Exactness is required. Restate every entry as written.

————

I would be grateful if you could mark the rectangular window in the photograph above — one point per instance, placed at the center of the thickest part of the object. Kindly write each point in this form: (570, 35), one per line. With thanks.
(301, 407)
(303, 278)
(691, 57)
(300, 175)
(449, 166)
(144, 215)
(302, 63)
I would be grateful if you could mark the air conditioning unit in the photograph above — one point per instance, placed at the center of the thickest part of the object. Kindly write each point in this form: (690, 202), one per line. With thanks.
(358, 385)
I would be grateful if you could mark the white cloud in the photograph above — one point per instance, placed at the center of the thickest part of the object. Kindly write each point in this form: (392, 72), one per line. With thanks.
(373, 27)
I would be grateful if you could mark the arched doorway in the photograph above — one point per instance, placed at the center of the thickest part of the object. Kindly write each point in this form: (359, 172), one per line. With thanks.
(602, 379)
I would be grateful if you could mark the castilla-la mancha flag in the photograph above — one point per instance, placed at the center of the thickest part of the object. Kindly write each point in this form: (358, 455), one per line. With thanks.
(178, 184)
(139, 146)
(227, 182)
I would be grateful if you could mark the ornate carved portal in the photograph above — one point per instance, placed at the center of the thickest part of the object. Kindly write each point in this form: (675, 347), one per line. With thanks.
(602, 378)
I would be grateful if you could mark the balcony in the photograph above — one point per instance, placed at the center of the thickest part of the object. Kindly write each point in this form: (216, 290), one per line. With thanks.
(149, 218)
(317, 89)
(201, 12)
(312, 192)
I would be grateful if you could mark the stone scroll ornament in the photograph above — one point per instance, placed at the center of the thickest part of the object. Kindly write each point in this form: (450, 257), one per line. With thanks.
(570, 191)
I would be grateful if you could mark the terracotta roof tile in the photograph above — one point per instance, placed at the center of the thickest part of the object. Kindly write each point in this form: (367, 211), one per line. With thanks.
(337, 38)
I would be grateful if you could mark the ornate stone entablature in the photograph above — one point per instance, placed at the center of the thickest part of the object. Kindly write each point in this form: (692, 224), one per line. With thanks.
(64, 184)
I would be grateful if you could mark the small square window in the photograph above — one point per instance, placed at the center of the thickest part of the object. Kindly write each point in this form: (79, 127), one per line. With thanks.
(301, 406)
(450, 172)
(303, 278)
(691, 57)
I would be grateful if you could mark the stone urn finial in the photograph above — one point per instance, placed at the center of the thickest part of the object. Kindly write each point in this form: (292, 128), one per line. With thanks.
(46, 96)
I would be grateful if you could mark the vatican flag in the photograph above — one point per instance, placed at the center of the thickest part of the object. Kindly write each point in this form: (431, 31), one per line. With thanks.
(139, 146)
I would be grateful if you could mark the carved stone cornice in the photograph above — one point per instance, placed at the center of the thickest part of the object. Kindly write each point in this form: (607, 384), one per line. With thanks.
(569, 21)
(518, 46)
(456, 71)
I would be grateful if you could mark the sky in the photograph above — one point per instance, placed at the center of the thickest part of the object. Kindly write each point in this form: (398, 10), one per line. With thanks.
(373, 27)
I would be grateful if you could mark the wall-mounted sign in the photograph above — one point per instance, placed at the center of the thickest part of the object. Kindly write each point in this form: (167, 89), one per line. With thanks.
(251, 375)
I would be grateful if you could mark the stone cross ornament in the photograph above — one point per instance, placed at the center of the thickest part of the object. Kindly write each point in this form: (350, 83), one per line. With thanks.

————

- [Result of this task]:
I would be grateful if you could mark the rectangular window in the photograph above — one point per instance, placed at the center of the thickest part of the object. Kindly write each point in this form: (570, 35), one per line. With thanks.
(301, 407)
(303, 278)
(691, 57)
(300, 175)
(449, 166)
(144, 215)
(302, 63)
I would be grateful if you could mark the air conditioning unit in the photograph above — one point per instance, placed at the center of the thickest part of the object. Kindly write each point in this form: (690, 202), one per line. With thanks.
(358, 385)
I would be grateful if you could mark the white cloud in the photograph above — one point per instance, placed at the center of the thickest part of the object. Kindly write each point in this form: (392, 72), one per line. With thanks.
(373, 27)
I would be grateful if you could mark the arched doorway in the photograph above — one point per instance, placed at the center of the thickest part of the object. Kindly write each point in this form: (359, 172), one per line. With thanks.
(602, 379)
I would be grateful if you could mark the castilla-la mancha flag in the photograph above — one point per instance, placed at the center of the thickest part of the object. Kindly write each point in this form: (358, 455), one per line. With thanks.
(178, 184)
(139, 146)
(227, 182)
I would be grateful if you could mark the ornate carved portal in the photograph above — one point per instance, placed at the center of the thickest part of the object. Kindly write each point in this form: (675, 347), one per line. With thanks.
(602, 378)
I would be grateful if you could mark the balcony in the photograph above — one point per instance, placed at the center of the thickest part of the object. Kindly write each point in this form: (216, 290), one per line. With thanks.
(149, 218)
(317, 89)
(201, 12)
(312, 192)
I would be grateful if you could mark the stone scroll ornament in the photograph above — one point per instance, placed at the center of the thickest part of the object. Kindly write each point in this form: (450, 257), one per line. With thanks.
(570, 191)
I would be grateful if you could mark the terracotta roof tile in the photograph above — one point per instance, placed at the center of the thickest part of the object. Kindly write each point in this form: (367, 211), one per line. With thanks.
(337, 38)
I would be grateful if you could mark the ornate stone entablature in the photograph above — one point per instance, placed at the center of the thickest part of the object. Kindly write each point in this form: (692, 224), one per line. With thanks.
(64, 184)
I would be grateful if you could mark the small square window in the photograph above — one point per instance, placed at the center of the thickest part of the object. Kindly write each point in this form: (79, 127), one per line. With thanks.
(301, 406)
(450, 172)
(303, 278)
(691, 57)
I would be grateful if you could mark the stone urn finial in the photograph above — one point per instance, placed at the center of the thickest part of the object. Kindly write each point in this form: (292, 128), one per line. With thanks.
(46, 96)
I would be grateful if you could mark the vatican flag in the photograph above — one point per instance, placed at the center of the thickest part of the object. Kindly write each point in this form: (431, 31), one per line. With thanks.
(139, 146)
I would be grateful if you could mark the carved stone cornice in the photograph above — one point per instance, placed at the center of the thickest part of the object. Kindly write each point in this form: (607, 384), one per line. With thanks.
(569, 21)
(518, 46)
(456, 71)
I would be grateful if you could mark the sky in the photograph above — one point per instance, placed at the center of the thickest part of the object. Kindly write each point in this form: (398, 10), one per line. With thanks.
(373, 27)
I would be grateful if you could mark the wall-mounted sign in the photograph above — one point per instance, placed at the center of the thickest part of the object. Kindly write each point in this form: (167, 89), one per line. With thanks.
(251, 375)
I would be grateful if you could mark the stone cross ornament in the photograph above — one point per instance, placed at the center of the thickest part of the object. Kindly write each point in this form: (350, 83), one per line. With thanks.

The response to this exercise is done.